-- Start Text provided --
May 2020 Vol. 9 No. 5
charlie goodrich

A loan is in default when a borrower doesn’t perform as it is contracted to do. At its most basic, that means not making payments. But there are additional requirements ("covenants") as well.

In today's newsletter we consider what to do if you are in danger of defaulting on your loan or loans.
Stay well, please respond with your thoughts and comments.
Charlie Goodrich
Founder and Principal
Goodrich & Associates
In this issue…
Loan Defaults — A Business Borrower’s Primer
Heard On The Street
About Us
Loan Defaults — A Business Borrower’s Primer
Last month, I focused on what to do about broken agreements. Today’s newsletter is more specific. It looks at what to do if you are in danger of breaking — that is, defaulting on — your loan or loans.

As a reminder, a default is when a borrower doesn’t perform as it is contracted to do. At its most basic, that means not making payments.

But loans have covenants too, such as certain financial ratios that must be met. Often, and by the lender’s design, these ratios are the first covenants to be broken by borrowers. (To calculate loan covenants, one needs to know just what they are. So, read the loan agreement.)

Ideally, before the default happens, a company will warn its lender(s). Why? Two reasons. When a lender discovers a default before you tell them, it assumes one of two things (sometimes both). Either you don’t have financial control of your business and didn’t see this coming or, you foresaw it but lack integrity and hid it from them. Neither assessment is good. (For more details on why, read here and here.)

In extreme cases of lost confidence, a frustrated senior secured lender may decide to liquidate — junior creditors be damned — if it believes the proceeds will pay off the loan and there are no better options.

Steps to Take

With all of the above in mind, step one is to have the financial projection tools in place that allow you to project a one- to three-year income statement and balance sheet. Most critical is projection of the balance sheet since changes in this are the key drivers of liquidity needs, collateral for lenders and more. These projections should calculate all the covenants in your current loan documents and, where required, the borrowing base. Additionally, have and use a 13-week rolling cash flow projection.

Next, develop a set of action plans to fix the problem(s). Is it poor sales due to market changes? Is it squeezed margins due to customer or product mix? Can costs be lowered through design modifications? Can liquidity be improved with help from suppliers? And don’t forget to consider poor execution by yourself and the rest of management. An honest assessment across all fronts is required.

Model your proposed solutions to gauge their impact on profitability, first focusing on the income statement and related key metrics, as well as immediate liquidity. Adjust from there as needed.

Next, focus on the balance sheet to uncover what is needed to fund the company and how creditors will be repaid. Evaluate the fixed charge ratio in particular, as well as other key liquidity ratios. If the fixed charge ratio is too low (i.e., close to one), then cash flow is barely enough to cover fixed charges. Any slip up and there will be a default somewhere. When the fixed charge ratio is challenged, see if term loans can be amortized over a longer period. Perhaps, equity is needed. If you have an ABL (Asset-Based Lending) or C&I (Commercial & Industrial) loan, both of which require collateral, make sure you have what is required to support your borrowing needs.
-- End Text provided --
-- Start Stored data --
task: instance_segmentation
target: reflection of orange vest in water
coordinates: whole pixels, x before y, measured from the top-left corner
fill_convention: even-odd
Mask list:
-- End Stored data --
-- Start Stored data --
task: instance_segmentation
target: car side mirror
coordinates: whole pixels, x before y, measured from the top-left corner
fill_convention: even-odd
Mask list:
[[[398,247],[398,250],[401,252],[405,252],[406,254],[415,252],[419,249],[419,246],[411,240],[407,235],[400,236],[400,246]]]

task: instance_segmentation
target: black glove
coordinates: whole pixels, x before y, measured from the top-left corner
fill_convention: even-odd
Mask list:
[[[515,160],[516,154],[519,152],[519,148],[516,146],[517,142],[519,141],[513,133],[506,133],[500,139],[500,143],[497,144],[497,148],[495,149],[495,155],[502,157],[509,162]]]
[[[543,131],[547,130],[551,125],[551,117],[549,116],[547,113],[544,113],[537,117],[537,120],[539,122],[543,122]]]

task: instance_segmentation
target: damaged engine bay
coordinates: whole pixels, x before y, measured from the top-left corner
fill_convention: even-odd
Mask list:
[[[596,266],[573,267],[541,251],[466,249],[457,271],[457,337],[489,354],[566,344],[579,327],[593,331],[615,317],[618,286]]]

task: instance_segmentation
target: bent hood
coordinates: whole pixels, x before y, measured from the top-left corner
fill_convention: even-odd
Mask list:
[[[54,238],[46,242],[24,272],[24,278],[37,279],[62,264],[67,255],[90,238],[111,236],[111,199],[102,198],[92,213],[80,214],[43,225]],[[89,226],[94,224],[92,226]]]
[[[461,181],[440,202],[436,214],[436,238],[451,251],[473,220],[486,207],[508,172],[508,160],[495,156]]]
-- End Stored data --
# What is asked
A. Please rewrite the loan defaults newsletter from "But loans have" to "no better options.", inclusive, changing "liquidate" to "foreclose".
B. According to the loan defaults newsletter, what is the most critical part of the financial projections?
C. Decide whether each statement agrees with the loan defaults newsletter, and back each yes or no with a quotation from it: (i) Financial ratios are often the first covenants that borrowers break. (ii) Companies should keep a 52-week rolling cash flow projection. (iii) A fixed charge ratio close to one means cash flow barely covers fixed charges.

# Task-by-task results
A.
But loans have covenants too, such as certain financial ratios that must be met. Often, and by the lender’s design, these ratios are the first covenants to be broken by borrowers. (To calculate loan covenants, one needs to know just what they are. So, read the loan agreement.)

Ideally, before the default happens, a company will warn its lender(s). Why? Two reasons. When a lender discovers a default before you tell them, it assumes one of two things (sometimes both). Either you don’t have financial control of your business and didn’t see this coming or, you foresaw it but lack integrity and hid it from them. Neither assessment is good. (For more details on why, read here and here.)

In extreme cases of lost confidence, a frustrated senior secured lender may decide to foreclose — junior creditors be damned — if it believes the proceeds will pay off the loan and there are no better options.

B. Projection of the balance sheet.

C.
(i) Yes: "Often, and by the lender’s design, these ratios are the first covenants to be broken by borrowers."
(ii) No: "have and use a 13-week rolling cash flow projection."
(iii) Yes: "If the fixed charge ratio is too low (i.e., close to one), then cash flow is barely enough to cover fixed charges."